EXERCISE SET
1 - In the passage on the tribunal's climate ruling, what must the measures taken by state parties be guided by?
2 - Repeat word for word the part of the passage on the tribunal's climate ruling that opens with the words containing "In the absence" and closes with "arise between them.".

The tribunal concluded that anthropogenic GHG emissions met all three criteria, therefore constituting pollution of the marine environment under the UNCLOS.
ITLOS affirmed that states are required to take “all necessary measures” to prevent, reduce and control marine pollution from anthropogenic GHG emissions in the atmosphere. The measures by state parties must be guided by the “best available science”. Parties to the proceedings agreed unanimously in their submissions that the Intergovernmental Panel on Climate Change reports are authoritative assessments of scientific knowledge on climate change.
In the absence of scientific certainty, states must adopt a precautionary approach. Further, the Tribunal held that the measures must take into account climate change treaties such as the United Nations Framework Convention on Climate Change and the Paris Agreement, especially the 1.5 degrees Celsius pathway. There are also other international instruments adopted within the framework of the International Maritime Organisation that address climate change.
Regarding the relationship between the obligations under the UNCLOS and the Paris Agreement, the Tribunal was of the view that the Paris Agreement is not lex specialis to the UNCLOS. Lex specialis is a principle of international law that means that a specific law will take precedence over a general one when conflicts arise between them.
The Paris Agreement addresses climate change, while UNCLOS governs oceans and seas. However, the Paris Agreement does not supersede the obligations under Article 194 of the UNCLOS to prevent, reduce, and control marine pollution from anthropogenic GHG emissions. Instead, it works in tandem with the UNCLOS, complementing these obligations.
States that are better positioned have an obligation to assist states with fewer capabilities. This particularly refers to developing and least developed countries that are most directly and severely affected by the effects of GHG emissions on the marine environment. The assistance should be directed towards addressing marine pollution from GHG emissions through capacity building, scientific expertise, and technology transfer.
This recognises the principle of common but differentiated responsibilities and respective capabilities. There are 169 parties to the UNCLOS, including major economic players such as the European Union, China, Russia and India. The United States has yet to ratify the Convention.

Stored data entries
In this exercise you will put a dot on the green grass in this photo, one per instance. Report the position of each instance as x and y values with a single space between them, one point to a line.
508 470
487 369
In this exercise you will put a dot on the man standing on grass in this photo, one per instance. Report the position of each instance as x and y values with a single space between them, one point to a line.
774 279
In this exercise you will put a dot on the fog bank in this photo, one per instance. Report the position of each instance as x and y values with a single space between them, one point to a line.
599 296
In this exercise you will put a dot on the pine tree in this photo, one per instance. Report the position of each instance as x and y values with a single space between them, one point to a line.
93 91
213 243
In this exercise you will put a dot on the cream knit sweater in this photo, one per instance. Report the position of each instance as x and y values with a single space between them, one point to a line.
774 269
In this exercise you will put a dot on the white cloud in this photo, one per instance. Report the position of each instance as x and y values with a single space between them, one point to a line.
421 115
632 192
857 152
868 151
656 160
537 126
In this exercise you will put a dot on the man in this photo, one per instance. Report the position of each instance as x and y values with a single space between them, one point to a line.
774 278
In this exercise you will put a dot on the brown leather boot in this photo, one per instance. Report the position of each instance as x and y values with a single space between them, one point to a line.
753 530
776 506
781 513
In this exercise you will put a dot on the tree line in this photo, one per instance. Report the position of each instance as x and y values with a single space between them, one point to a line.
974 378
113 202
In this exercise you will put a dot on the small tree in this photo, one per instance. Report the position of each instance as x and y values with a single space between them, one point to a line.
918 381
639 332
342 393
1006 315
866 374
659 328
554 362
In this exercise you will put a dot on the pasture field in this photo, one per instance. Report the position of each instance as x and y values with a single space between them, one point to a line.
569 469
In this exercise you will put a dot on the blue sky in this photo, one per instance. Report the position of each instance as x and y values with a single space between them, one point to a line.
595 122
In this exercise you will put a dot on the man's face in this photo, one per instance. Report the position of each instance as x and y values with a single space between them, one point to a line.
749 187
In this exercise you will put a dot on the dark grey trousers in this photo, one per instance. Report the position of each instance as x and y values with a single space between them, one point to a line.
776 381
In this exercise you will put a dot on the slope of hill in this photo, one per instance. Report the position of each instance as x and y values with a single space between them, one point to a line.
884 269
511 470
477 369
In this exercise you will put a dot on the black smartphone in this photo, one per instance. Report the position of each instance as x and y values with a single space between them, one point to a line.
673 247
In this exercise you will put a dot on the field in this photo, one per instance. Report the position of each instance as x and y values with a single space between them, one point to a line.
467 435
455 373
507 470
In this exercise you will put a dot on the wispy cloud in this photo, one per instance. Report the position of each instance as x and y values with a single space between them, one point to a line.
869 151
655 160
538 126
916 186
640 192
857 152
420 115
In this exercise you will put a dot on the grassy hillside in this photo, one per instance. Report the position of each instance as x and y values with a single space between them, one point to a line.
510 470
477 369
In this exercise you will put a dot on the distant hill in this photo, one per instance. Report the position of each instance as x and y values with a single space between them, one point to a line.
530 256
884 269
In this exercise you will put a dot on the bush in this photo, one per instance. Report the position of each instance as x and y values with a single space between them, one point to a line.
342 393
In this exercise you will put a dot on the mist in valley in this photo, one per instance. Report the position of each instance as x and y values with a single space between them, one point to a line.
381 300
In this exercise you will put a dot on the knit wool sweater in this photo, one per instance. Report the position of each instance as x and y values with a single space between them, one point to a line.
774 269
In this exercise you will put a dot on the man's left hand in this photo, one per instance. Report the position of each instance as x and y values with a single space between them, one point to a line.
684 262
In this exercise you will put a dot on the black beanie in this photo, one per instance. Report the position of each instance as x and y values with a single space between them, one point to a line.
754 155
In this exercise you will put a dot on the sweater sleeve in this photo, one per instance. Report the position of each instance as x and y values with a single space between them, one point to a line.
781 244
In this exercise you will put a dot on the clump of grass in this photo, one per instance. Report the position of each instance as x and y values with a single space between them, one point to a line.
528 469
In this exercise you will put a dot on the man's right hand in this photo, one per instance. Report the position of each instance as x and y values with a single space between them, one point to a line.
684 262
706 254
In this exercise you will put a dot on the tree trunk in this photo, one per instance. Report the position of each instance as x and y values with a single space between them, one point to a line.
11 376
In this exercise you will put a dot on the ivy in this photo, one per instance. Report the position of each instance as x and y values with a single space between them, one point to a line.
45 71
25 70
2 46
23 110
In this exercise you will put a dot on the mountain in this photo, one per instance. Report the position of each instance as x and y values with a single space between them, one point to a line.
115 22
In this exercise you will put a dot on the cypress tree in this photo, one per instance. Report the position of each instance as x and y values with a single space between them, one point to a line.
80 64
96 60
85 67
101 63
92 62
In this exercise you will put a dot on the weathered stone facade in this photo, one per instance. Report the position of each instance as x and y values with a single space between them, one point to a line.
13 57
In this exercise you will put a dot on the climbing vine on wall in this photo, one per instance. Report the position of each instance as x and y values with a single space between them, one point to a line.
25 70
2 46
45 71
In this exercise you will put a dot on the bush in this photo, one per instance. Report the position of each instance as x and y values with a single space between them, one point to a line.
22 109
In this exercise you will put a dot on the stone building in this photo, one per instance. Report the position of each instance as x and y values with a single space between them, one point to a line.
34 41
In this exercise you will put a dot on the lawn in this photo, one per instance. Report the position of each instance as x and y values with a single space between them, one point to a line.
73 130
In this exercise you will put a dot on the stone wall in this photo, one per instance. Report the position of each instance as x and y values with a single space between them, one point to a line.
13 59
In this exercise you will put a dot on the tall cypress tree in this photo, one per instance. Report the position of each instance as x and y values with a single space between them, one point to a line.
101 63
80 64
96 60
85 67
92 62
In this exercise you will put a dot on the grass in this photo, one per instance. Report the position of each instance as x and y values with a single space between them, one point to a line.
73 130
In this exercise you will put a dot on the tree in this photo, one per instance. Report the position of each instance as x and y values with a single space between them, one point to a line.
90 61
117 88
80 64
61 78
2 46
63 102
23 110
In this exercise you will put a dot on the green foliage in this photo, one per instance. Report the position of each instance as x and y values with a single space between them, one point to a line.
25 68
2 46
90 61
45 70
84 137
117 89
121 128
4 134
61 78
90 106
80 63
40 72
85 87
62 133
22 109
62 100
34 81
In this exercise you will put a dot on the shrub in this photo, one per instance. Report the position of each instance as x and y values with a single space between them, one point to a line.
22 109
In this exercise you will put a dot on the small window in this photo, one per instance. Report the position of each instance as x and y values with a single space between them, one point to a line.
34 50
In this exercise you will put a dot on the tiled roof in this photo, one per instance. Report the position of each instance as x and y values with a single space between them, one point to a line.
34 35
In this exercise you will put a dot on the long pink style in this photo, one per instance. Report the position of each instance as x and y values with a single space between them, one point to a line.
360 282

SOLVED PROBLEMS
1 - The "best available science."

2 -
In the absence of scientific certainty, states must adopt a precautionary approach. Further, the Tribunal held that the measures must take into account climate change treaties such as the United Nations Framework Convention on Climate Change and the Paris Agreement, especially the 1.5 degrees Celsius pathway. There are also other international instruments adopted within the framework of the International Maritime Organisation that address climate change.
Regarding the relationship between the obligations under the UNCLOS and the Paris Agreement, the Tribunal was of the view that the Paris Agreement is not lex specialis to the UNCLOS. Lex specialis is a principle of international law that means that a specific law will take precedence over a general one when conflicts arise between them.